-- Problem description --
Select each line in the records that contains the string "background", matching case exactly.

====== Records supplied ======

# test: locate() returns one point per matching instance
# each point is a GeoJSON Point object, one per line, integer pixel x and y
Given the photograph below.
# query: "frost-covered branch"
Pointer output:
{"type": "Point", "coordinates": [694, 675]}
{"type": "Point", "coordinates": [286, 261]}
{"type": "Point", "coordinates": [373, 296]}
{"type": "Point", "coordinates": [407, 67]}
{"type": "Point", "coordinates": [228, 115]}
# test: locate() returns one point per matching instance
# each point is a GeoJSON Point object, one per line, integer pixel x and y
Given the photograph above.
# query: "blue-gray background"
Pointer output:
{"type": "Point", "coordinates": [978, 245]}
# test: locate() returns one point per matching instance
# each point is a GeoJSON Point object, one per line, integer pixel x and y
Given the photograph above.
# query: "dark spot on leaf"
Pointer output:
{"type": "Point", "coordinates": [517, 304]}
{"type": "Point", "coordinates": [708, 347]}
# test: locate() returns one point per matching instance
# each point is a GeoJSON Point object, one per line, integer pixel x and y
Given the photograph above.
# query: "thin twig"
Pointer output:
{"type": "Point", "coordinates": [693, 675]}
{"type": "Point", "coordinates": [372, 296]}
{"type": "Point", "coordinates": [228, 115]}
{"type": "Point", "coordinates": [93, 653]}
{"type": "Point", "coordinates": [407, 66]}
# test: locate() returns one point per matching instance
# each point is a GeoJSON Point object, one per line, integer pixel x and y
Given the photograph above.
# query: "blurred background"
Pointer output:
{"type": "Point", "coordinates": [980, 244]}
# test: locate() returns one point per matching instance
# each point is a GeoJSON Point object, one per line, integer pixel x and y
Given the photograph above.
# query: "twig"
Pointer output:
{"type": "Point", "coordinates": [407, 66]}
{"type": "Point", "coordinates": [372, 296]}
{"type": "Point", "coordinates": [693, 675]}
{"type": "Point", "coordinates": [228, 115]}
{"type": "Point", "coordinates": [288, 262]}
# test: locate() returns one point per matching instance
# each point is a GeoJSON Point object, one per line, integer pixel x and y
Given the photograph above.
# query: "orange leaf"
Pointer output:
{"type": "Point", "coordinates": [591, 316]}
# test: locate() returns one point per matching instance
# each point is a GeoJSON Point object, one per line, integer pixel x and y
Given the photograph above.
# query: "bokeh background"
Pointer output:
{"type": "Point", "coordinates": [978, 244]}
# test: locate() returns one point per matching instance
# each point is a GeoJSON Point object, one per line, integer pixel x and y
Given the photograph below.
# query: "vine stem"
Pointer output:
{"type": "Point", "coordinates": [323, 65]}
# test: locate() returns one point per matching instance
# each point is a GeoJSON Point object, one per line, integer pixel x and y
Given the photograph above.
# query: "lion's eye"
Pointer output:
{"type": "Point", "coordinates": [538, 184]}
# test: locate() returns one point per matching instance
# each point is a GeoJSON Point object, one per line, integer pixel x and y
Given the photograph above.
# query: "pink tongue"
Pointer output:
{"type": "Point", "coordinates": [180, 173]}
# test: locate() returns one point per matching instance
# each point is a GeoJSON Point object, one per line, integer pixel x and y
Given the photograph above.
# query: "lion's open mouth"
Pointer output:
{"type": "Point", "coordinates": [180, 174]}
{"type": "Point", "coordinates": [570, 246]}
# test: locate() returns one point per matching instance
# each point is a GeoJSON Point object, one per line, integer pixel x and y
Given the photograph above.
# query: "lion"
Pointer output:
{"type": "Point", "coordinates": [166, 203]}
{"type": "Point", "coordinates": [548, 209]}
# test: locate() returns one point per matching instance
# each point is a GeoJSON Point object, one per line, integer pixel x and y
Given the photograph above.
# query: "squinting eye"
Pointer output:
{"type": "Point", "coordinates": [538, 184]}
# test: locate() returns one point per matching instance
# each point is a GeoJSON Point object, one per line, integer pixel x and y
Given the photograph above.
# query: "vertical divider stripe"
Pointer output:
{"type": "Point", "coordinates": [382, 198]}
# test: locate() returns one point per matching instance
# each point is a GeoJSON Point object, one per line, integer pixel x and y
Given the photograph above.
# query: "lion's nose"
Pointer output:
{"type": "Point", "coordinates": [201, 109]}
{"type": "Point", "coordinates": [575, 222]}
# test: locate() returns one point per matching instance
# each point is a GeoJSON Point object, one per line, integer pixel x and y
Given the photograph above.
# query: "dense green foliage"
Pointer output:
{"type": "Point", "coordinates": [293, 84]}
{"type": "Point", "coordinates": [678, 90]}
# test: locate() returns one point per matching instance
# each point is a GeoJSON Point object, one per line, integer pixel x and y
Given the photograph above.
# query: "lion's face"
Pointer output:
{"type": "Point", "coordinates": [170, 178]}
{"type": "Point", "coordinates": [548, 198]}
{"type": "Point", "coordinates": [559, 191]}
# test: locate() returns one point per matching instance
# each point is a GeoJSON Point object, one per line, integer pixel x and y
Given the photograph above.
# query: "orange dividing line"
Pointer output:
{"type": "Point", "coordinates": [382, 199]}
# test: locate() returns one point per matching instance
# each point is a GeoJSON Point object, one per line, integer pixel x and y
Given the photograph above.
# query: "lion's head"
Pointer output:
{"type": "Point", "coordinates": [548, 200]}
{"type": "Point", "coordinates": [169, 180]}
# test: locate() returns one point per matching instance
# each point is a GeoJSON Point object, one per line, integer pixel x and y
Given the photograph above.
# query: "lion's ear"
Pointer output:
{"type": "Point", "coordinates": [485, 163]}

======

-- Written solution --
# query: "blue-gray background"
# query: "blurred background"
# query: "bokeh background"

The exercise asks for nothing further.